■ **WHAT YOU HAVE TO DO**: Wherever a line in the records contains the word "lawn", return that line.
(STORED DATA Opens)
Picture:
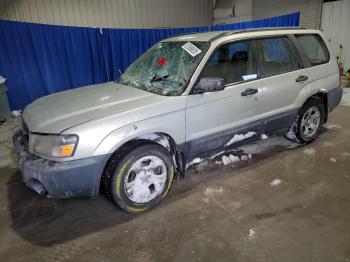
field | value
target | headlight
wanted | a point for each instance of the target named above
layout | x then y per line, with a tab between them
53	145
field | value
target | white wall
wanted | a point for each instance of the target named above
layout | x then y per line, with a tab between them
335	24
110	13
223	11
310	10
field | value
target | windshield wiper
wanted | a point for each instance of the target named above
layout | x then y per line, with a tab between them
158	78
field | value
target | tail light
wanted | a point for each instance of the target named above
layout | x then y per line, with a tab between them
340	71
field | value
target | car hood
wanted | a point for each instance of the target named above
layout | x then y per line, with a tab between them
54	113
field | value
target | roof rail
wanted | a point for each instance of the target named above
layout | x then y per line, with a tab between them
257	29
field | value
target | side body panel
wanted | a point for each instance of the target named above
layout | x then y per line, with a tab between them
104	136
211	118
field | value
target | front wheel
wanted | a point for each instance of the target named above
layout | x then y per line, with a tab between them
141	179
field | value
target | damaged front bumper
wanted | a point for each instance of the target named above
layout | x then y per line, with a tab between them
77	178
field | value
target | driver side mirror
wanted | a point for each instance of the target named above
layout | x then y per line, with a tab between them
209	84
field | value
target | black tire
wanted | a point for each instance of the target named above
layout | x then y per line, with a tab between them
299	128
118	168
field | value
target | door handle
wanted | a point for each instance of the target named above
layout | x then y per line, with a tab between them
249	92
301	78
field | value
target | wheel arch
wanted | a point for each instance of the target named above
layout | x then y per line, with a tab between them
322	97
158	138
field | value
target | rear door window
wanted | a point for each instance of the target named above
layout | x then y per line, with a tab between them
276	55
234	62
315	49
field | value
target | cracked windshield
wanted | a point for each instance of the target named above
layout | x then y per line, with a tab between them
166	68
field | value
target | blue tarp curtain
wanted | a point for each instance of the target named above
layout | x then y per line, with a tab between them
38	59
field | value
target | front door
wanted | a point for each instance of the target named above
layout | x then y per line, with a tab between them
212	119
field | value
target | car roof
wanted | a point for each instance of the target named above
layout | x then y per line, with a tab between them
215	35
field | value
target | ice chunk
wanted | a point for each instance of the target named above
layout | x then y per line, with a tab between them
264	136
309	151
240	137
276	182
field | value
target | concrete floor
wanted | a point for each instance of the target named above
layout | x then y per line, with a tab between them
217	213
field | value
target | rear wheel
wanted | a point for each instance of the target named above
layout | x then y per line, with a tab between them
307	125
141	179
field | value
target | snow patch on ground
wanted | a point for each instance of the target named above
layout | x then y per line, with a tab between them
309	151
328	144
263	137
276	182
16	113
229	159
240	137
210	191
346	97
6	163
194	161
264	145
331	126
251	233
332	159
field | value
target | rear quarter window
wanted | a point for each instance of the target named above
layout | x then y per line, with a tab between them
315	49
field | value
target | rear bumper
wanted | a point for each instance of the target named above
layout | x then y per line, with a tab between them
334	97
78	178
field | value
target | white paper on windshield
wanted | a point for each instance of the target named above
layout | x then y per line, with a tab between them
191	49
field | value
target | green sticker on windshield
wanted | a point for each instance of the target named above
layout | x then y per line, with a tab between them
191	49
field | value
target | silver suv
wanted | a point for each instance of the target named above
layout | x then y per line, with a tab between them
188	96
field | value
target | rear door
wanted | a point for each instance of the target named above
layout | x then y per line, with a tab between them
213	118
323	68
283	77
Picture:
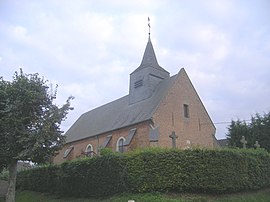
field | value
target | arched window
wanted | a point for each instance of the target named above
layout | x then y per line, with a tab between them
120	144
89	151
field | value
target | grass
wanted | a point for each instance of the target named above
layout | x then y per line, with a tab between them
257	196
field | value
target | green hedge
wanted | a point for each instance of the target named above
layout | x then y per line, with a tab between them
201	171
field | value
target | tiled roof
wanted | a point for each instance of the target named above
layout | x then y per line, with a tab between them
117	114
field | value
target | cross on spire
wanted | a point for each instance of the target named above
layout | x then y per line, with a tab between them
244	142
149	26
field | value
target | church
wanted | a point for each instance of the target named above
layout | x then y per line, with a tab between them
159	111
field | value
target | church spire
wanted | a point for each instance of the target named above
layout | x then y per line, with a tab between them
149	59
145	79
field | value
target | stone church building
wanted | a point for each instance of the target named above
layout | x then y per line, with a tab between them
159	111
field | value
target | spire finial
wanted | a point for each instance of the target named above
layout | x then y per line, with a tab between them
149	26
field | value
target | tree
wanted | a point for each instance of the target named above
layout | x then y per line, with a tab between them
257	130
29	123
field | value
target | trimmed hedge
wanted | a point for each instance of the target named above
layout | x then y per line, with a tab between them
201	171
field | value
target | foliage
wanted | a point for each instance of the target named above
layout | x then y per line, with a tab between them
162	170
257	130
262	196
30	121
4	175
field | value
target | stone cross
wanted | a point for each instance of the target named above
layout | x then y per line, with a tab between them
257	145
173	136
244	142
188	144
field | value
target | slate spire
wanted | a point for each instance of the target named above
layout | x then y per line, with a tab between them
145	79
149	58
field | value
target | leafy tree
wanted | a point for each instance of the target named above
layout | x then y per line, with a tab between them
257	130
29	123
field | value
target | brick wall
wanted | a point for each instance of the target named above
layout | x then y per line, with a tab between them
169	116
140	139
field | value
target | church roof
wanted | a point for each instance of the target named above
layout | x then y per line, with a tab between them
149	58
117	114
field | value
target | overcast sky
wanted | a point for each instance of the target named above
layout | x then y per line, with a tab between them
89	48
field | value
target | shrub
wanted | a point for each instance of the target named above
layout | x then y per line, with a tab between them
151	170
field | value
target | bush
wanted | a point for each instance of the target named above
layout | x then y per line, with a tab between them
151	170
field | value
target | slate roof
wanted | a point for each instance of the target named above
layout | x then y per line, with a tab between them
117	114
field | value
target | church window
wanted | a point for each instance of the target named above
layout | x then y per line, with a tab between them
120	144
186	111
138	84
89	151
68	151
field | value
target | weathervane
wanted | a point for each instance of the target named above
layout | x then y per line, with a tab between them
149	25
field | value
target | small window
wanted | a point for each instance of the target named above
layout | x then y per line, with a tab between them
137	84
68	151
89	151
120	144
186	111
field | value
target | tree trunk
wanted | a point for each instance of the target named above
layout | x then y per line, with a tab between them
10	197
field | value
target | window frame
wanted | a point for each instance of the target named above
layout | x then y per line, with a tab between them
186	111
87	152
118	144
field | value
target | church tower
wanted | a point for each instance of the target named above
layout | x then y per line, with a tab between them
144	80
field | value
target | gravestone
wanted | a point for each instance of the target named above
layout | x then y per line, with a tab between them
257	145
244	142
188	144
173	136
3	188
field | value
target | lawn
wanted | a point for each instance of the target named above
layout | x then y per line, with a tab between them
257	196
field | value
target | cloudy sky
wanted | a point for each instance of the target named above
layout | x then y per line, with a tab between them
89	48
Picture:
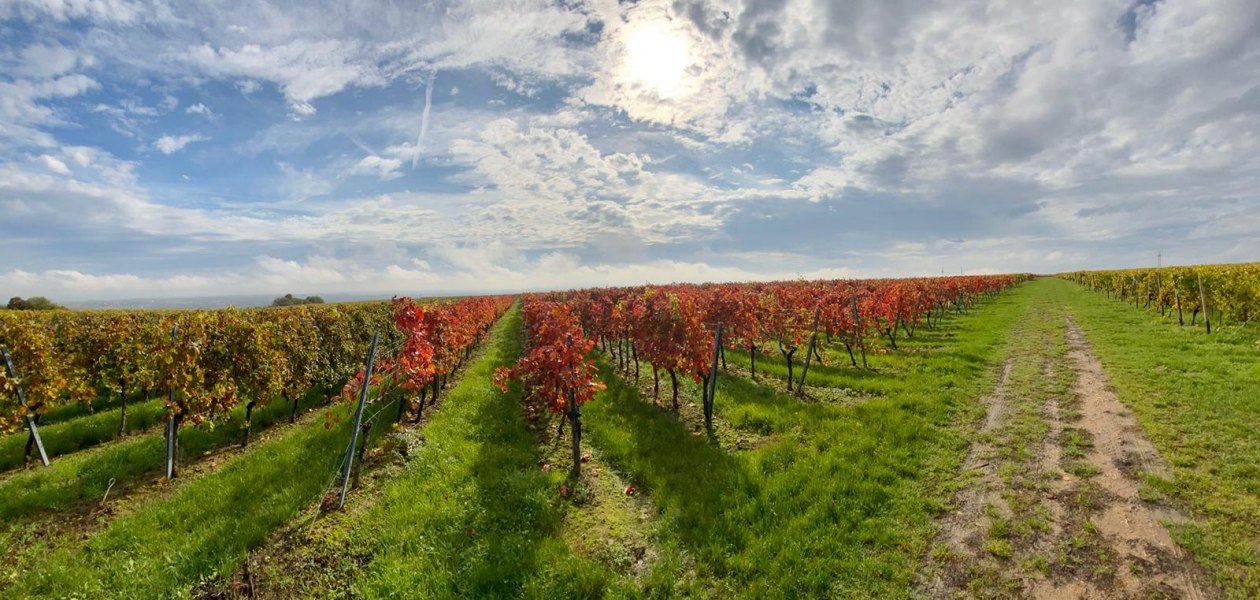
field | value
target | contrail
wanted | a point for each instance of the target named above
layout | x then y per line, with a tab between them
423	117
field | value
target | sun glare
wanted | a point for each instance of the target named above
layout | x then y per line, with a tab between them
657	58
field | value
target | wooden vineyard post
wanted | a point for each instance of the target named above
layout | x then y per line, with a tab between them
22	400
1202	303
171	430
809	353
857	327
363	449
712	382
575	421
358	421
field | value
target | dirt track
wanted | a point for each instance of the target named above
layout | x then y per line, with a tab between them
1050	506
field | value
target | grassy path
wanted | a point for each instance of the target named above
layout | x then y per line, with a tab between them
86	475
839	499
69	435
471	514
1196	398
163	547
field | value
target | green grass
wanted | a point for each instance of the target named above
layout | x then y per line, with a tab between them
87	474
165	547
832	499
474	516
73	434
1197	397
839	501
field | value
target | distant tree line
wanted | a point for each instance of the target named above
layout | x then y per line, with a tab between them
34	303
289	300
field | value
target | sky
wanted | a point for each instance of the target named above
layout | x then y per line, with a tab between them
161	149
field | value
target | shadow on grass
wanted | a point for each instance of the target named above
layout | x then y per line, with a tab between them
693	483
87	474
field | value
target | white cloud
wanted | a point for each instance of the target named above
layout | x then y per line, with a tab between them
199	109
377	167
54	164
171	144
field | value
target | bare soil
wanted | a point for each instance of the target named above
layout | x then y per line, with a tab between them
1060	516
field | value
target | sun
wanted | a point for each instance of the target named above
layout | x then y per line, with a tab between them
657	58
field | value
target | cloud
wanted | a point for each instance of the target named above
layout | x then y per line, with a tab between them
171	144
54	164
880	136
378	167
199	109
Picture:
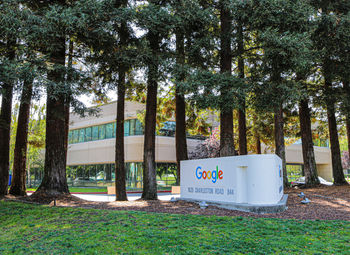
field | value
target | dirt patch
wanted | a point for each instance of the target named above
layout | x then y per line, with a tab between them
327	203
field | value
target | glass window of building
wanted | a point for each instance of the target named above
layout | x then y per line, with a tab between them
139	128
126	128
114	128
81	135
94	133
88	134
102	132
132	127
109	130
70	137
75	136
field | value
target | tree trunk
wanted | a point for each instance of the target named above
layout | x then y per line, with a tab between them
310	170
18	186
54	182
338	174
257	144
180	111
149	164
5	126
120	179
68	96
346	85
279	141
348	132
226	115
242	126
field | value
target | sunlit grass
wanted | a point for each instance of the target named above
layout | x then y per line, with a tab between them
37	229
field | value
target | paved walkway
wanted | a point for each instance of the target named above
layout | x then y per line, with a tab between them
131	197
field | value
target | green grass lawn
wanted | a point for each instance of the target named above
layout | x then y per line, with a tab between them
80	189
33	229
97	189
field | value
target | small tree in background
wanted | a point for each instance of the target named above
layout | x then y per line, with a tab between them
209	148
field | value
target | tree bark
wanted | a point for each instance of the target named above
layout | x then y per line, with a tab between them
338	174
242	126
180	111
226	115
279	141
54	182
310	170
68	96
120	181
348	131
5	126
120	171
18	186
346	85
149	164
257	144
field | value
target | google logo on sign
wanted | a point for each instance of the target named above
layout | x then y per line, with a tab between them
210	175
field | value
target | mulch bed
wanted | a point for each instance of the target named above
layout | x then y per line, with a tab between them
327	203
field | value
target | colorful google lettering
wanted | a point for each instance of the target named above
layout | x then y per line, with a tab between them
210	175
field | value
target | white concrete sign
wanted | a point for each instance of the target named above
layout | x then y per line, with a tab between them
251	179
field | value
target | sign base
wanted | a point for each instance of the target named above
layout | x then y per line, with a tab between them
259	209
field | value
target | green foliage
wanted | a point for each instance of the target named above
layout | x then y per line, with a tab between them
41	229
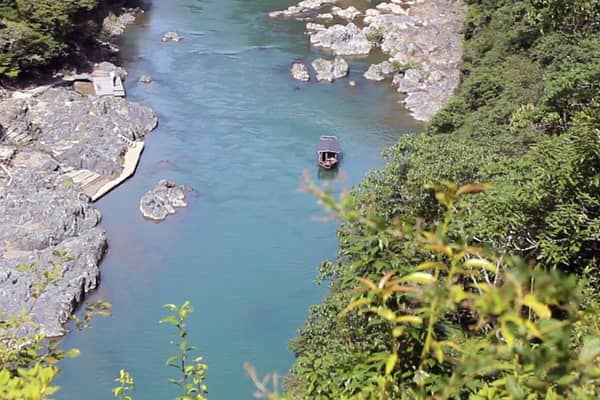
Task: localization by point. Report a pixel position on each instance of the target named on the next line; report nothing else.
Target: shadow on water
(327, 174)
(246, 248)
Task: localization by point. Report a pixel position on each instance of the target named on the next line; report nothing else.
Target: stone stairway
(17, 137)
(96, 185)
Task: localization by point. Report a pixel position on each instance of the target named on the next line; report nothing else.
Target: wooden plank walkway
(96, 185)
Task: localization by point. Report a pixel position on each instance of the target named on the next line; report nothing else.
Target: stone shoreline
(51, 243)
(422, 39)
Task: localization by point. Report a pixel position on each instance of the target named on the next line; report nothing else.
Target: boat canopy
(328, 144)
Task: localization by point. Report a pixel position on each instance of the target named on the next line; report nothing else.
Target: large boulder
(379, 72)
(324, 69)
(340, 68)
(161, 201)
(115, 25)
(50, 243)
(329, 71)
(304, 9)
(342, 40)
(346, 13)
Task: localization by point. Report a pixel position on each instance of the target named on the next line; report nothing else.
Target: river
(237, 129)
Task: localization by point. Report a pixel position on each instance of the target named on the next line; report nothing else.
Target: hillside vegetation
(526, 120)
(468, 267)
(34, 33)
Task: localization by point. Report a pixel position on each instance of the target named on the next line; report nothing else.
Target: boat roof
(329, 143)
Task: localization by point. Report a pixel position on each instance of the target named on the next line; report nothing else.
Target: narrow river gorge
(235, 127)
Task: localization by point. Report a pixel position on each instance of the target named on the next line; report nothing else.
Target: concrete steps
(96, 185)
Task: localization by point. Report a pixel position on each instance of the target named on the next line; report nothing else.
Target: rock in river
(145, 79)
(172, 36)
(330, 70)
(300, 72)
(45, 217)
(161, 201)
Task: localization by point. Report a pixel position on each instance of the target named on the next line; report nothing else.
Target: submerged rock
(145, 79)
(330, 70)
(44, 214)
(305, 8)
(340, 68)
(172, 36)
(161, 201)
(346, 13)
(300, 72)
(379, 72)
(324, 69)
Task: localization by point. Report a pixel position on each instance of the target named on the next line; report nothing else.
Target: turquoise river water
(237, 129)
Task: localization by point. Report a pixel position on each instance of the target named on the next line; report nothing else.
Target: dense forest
(STORED DATA Closes)
■ **SOLUTION TO THE EXERCISE**:
target | lawn
target | green grass lawn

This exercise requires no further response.